WHAT YOU WILL DO:
Please put the lines below into a Markdown table with the columns Row and Line, starting at the line containing "Each <instance> block" and ending at the line containing "296L163 311H358L396 288ZM153", and leave out any blank lines.

____________________

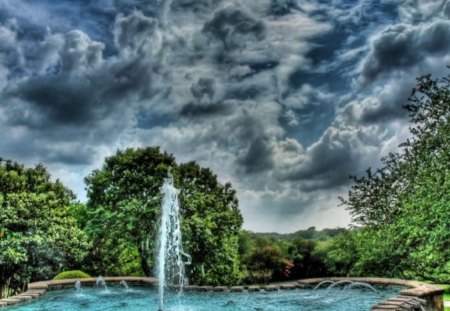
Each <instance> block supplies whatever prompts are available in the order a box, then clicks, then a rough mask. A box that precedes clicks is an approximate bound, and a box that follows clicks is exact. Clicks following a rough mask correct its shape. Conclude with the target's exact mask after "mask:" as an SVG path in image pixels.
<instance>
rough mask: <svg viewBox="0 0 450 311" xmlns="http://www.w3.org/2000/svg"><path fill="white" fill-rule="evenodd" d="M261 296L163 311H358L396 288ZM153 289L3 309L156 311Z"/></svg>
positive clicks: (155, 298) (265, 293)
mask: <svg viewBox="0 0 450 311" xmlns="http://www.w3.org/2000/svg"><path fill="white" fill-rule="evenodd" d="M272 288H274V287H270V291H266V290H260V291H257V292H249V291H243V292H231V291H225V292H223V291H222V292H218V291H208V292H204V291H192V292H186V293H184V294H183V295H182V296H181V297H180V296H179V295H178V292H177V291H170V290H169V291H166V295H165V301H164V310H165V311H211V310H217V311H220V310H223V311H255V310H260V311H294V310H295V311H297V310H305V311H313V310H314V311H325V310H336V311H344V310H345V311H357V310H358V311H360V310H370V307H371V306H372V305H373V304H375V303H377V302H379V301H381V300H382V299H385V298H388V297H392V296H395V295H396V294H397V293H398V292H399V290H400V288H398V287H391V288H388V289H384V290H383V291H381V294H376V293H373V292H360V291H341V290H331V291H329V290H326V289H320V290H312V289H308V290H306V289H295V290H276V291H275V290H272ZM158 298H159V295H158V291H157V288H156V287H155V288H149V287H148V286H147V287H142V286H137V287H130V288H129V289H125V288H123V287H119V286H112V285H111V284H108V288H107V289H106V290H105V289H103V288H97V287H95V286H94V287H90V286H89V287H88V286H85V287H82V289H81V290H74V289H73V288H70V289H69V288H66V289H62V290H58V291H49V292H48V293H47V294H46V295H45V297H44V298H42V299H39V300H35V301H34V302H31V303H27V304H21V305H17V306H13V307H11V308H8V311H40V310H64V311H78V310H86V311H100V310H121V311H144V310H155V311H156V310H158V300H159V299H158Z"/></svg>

____________________

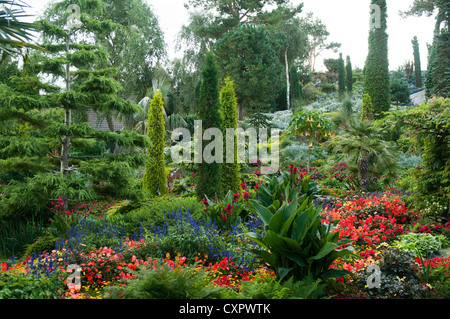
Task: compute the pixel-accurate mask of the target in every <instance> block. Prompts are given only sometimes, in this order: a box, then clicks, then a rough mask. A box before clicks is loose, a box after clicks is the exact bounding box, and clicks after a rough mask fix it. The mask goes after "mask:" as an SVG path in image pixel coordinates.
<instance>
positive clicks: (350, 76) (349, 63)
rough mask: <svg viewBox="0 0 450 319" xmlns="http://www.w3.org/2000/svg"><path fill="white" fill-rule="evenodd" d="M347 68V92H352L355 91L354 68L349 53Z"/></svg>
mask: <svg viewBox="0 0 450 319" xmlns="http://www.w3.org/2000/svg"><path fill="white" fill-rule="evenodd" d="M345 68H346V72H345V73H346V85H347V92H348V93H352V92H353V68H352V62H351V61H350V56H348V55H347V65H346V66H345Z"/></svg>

____________________

ANSWER:
| Row | Line |
|---|---|
| 1 | Each <instance> block supplies whatever prompts are available in the order a box, then clicks, then a rough mask. A box that precedes clicks is an approximate bound, and a box that follows clicks is exact. Clicks following a rough mask correct its shape. Conclude with the target's exact mask after "mask:" as an SVG path in image pixels. |
| 2 | <instance> |
| 3 | rough mask: <svg viewBox="0 0 450 311" xmlns="http://www.w3.org/2000/svg"><path fill="white" fill-rule="evenodd" d="M261 296L163 311H358L396 288ZM153 289L3 309L156 311Z"/></svg> |